> _DIRECTIONS FOR THIS TASK_
Copy the following entries line for line, with no changes.

[Rows from a dataset]
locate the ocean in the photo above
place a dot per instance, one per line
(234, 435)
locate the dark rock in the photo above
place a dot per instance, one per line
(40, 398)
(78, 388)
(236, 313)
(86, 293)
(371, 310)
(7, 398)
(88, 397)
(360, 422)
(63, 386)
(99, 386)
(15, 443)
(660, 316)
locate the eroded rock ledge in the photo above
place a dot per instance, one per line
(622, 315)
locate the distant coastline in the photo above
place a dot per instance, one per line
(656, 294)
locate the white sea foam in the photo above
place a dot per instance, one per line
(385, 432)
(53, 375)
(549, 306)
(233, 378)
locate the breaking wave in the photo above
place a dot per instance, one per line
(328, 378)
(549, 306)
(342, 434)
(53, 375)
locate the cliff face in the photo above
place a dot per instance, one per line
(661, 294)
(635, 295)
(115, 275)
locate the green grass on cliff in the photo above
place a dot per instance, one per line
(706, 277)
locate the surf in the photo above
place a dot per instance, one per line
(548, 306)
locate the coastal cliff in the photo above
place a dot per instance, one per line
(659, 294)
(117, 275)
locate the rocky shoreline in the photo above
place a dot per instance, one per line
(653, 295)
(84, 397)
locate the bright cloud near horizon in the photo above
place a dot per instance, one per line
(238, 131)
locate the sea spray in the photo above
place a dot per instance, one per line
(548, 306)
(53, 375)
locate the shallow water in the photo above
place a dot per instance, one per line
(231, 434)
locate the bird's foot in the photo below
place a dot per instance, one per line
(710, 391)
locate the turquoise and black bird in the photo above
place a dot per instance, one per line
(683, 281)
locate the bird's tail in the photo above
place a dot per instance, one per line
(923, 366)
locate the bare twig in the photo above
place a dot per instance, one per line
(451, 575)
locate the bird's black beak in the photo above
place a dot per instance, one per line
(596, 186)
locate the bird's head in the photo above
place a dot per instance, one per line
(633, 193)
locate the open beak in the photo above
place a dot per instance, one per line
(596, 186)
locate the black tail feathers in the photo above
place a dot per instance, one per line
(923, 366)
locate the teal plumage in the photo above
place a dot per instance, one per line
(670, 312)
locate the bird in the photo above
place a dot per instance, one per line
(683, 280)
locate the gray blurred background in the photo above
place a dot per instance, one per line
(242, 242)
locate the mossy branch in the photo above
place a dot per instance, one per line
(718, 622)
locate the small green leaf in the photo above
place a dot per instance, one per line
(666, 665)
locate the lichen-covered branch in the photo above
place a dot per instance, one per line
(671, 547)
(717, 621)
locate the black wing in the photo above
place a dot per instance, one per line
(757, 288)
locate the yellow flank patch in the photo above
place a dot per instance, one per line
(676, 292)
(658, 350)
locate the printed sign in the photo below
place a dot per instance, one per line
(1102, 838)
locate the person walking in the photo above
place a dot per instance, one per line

> _WORKED SOLUTION_
locate the ocean in the photo above
place a dot per instance, one per line
(234, 435)
locate the dark rock in the photo above
place a dot per instance, one per line
(40, 398)
(78, 388)
(236, 313)
(86, 293)
(371, 310)
(7, 398)
(88, 397)
(360, 422)
(63, 386)
(99, 386)
(15, 443)
(660, 316)
locate the eroded rock ledge in the photo above
place a dot per instance, one per line
(622, 315)
locate the distant coastline in the photo above
place a dot per instance, one per line
(656, 294)
locate the white sea foam in the photo above
place a dot per instance, one per line
(385, 432)
(53, 375)
(549, 306)
(233, 378)
locate the breaking wave in the photo above
place a dot per instance, one per line
(328, 378)
(549, 306)
(342, 434)
(53, 375)
locate the cliff face in the photo above
place a dot per instance, one per line
(661, 294)
(635, 295)
(115, 275)
locate the green grass on cliff in the photo above
place a dot per instance, one per line
(706, 277)
locate the surf in the photo above
place a dot per instance, one per line
(548, 306)
locate the coastal cliff in the photo above
place a dot per instance, one per line
(659, 294)
(117, 275)
locate the rocky shoreline in the photo above
place a dot per instance, one per line
(653, 295)
(84, 397)
locate the bright cloud near horizon in the photo above
place a dot per instance, one per line
(238, 131)
locate the sea spray in the photo above
place a dot per instance, one per line
(548, 306)
(53, 375)
locate the shallow water in the photo above
place a dot per instance, one per line
(231, 434)
locate the bird's foot in the photo below
place a dot per instance, one per line
(710, 391)
locate the turquoise and black bird in the photo above
place a dot per instance, one per line
(683, 281)
locate the bird's tail in the photo above
place a dot per instance, one per line
(923, 366)
locate the bare twig in the photo above
place a dot per instance, one per line
(451, 575)
locate the bird's black beak in the photo above
place a dot per instance, one per line
(596, 186)
locate the bird's head in the photo above
place a dot per instance, one per line
(633, 193)
locate the open beak in the photo above
place a dot per instance, one per line
(596, 186)
locate the black tail feathers in the photo above
place a dot per instance, one per line
(923, 366)
locate the teal plumage in the photo above
place a dot per instance, one per line
(670, 312)
locate the bird in the photo above
place a dot per instance, one per line
(683, 280)
locate the gray blurred background in the photo above
place a dot per instance, one per line
(242, 242)
locate the mossy branch in the photo above
place a dot per instance, one per line
(718, 622)
locate the small green leaf in the photo above
place a dot per instance, one per line
(666, 665)
locate the lichen-covered branch in the photo above
place a dot per instance, one per line
(671, 547)
(717, 621)
locate the black wing in the photo above
place a dot per instance, one per line
(757, 288)
locate the yellow flank patch in the photo above
place a dot per instance, one per line
(676, 292)
(658, 350)
locate the printed sign in the photo below
place a dot per instance, one per line
(1102, 838)
locate the person walking in the photo above
place a dot per instance, one per line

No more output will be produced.